En Italie, la concurrence est féroce entre les différentes marques de café. Rencontre avec Andrea Illy, le président du réputé illy caffè, qui nous explique comment il parvient à faire mieux que survivre, prospérer.
Auteur : Ivan Carvalho | Monocle
Lorsqu’on aborde en Italie le sujet sensible des entreprises familiales, on nous renvoie automatiquement un cliché : la première génération crée, la deuxième préserve et la troisième détruit… Si Andrea Illy connaît bien ce cliché, il se fait pourtant fort de le pulvériser en moins de deux, lui qui dirige aujourd’hui le groupe illy, né d’une petite boutique de torréfaction fondée à Trieste en 1933 par son grand-père hongrois.
«Comme dirigeant d’une entreprise familiale, on incarne la marque, surtout lorsque l’entrepise a pris le nom de la famille. À ce titre, on reçoit un héritage, un savoir-faire qu’on s’attache à préserver et transmettre aux générations suivantes», explique-t-il, assis à son bureau garni de bois, juste en face d’un portrait de son défunt père, Ernesto Illy.
En dépit du poids des responsabilités qui pèse lourdement sur ses épaules, Andrea a appris, au fil des années, à ne pas microgérer, c’est-à-dire à ne pas se soucier du moindre détail. «Nous voulons rester une entreprise familiale, mais sans tomber dans le travers de paternalisme. En fait, nous essayons de combiner une gestion familiale à celle de toute entreprise cotée en Bourse», dit-il.
En vertu de cette approche, Andrea Illy se doit d’accorder sa confiance à ceux qui ne portent pas son nom de famille, pour diriger au mieux une firme qui emploie quelque 800 personnes et génère des revenus annuels frôlant les 300 millions d’euros (410 millions de dollars). «Je dois pouvoir compter sur des collègues motivés, qui se sentent très impliqués dans mon projet, et qui y adhèrent à fond», souligne-t-il.
Ainsi, l’équipe de direction d’illy jouit d’une grande marge de manoeuvre. «Nous avons apporté un gigantesque changement l’an dernier, en confiant pour la première fois la direction générale à quelqu’un qui n’est pas de la famille. Il a pris ma place. Cela s’imposait, car je travaille le même nombre d’heures que quand j’ai commencé, il y a 20 ans, alors que l’entreprise est maintenant 10 fois plus grande et 100 fois plus complexe», illustre-t-il.
Une des grandes réalisations de la firme, qui n’apparaît pas au bilan financier, est son faible taux de roulement du personnel. «C’est que nous prônons deux valeurs fondamentales : d’une part, la passion de l’excellence; d’autre part, la volonté de bâtir quelque chose de durable», dit Andrea Illy. Aux yeux des employés, cela se traduit par la recherche continuelle d’améliorer les produits d’illy, et par suite de voir les ventes grimper. Aujourd’hui, on boit chaque jour six millions de tasses de son espresso, et ce à l’échelle mondiale.

——————————

> CONSIGNE A: Selon l'article sur illy caffè, en quelle année et dans quelle ville la petite boutique de torréfaction à l'origine du groupe a-t-elle été fondée ?

> Lignes d'un jeu de données de pointage:
——————————

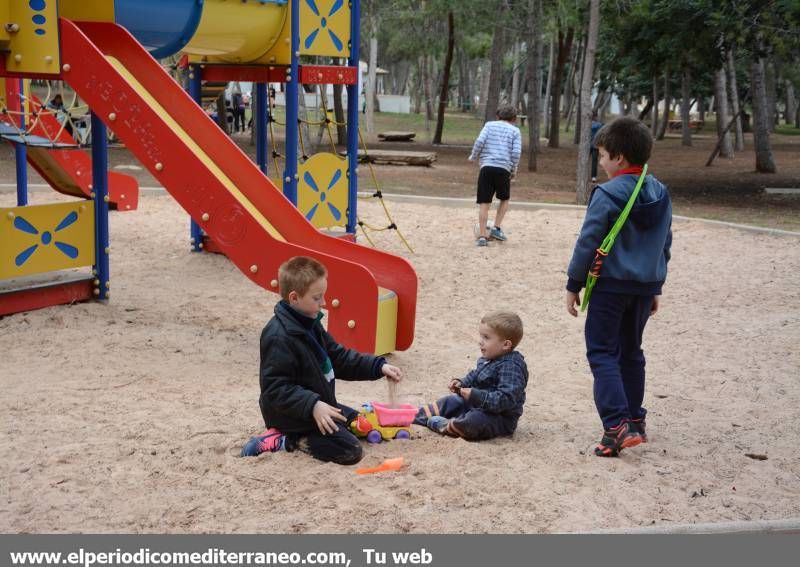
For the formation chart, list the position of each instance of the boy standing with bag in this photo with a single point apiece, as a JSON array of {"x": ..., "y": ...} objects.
[{"x": 629, "y": 279}]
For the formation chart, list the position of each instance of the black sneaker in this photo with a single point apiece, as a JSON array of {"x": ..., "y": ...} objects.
[
  {"x": 638, "y": 426},
  {"x": 616, "y": 439}
]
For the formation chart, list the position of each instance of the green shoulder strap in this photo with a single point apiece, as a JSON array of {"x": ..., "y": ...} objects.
[{"x": 608, "y": 242}]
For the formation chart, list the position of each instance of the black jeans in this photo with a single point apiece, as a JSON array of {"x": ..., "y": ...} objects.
[
  {"x": 340, "y": 447},
  {"x": 614, "y": 327}
]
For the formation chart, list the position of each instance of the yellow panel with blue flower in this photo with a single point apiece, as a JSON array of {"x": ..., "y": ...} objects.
[
  {"x": 45, "y": 238},
  {"x": 322, "y": 191},
  {"x": 325, "y": 28},
  {"x": 33, "y": 45}
]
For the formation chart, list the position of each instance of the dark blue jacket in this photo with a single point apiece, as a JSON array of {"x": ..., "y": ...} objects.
[
  {"x": 292, "y": 380},
  {"x": 637, "y": 263},
  {"x": 498, "y": 385}
]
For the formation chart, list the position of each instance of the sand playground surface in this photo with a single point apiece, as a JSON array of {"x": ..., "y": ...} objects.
[{"x": 129, "y": 416}]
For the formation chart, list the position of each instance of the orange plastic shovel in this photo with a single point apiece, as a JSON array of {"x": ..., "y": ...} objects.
[{"x": 387, "y": 465}]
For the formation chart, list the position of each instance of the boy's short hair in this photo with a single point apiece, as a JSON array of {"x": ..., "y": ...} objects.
[
  {"x": 298, "y": 273},
  {"x": 507, "y": 112},
  {"x": 626, "y": 137},
  {"x": 507, "y": 325}
]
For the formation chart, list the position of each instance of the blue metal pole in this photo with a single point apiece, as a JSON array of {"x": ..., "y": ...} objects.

——————————

> CONSIGNE B: Recopiez à l'identique les lignes des enregistrements, en partant de la ligne qui contient "the black jeans", celle-ci comprise, et en poursuivant jusqu'à la fin des enregistrements.

> RÉPONSE COMPLÈTE A: En 1933, à Trieste.

> RÉPONSE COMPLÈTE B:
For the formation chart, list the position of each instance of the black jeans in this photo with a single point apiece, as a JSON array of {"x": ..., "y": ...} objects.
[
  {"x": 340, "y": 447},
  {"x": 614, "y": 327}
]
For the formation chart, list the position of each instance of the yellow panel with blue flower in this photo with a single point apiece, as a JSON array of {"x": ..., "y": ...} objects.
[
  {"x": 45, "y": 238},
  {"x": 322, "y": 191},
  {"x": 325, "y": 28},
  {"x": 33, "y": 45}
]
For the formation chart, list the position of each instance of the dark blue jacket in this photo with a single point apiece, as a JSON array of {"x": ..., "y": ...} objects.
[
  {"x": 292, "y": 380},
  {"x": 637, "y": 263},
  {"x": 498, "y": 385}
]
For the formation chart, list the position of each instance of the sand playground surface in this photo with a single point apiece, as a JSON array of {"x": ..., "y": ...} objects.
[{"x": 129, "y": 416}]
For the formation chart, list the position of each instance of the orange plastic shovel in this photo with a single point apiece, as a JSON array of {"x": ..., "y": ...} objects.
[{"x": 387, "y": 465}]
For the formation chart, list the position of each instance of the boy's short hair in this photo with a single point apiece, as a JSON array of {"x": ..., "y": ...} objects.
[
  {"x": 298, "y": 273},
  {"x": 507, "y": 112},
  {"x": 626, "y": 137},
  {"x": 507, "y": 325}
]
For the formation chart, list the position of each instance of the blue metal pole in this photo with a single point apiece, as a JSON array of {"x": ..., "y": ...} objects.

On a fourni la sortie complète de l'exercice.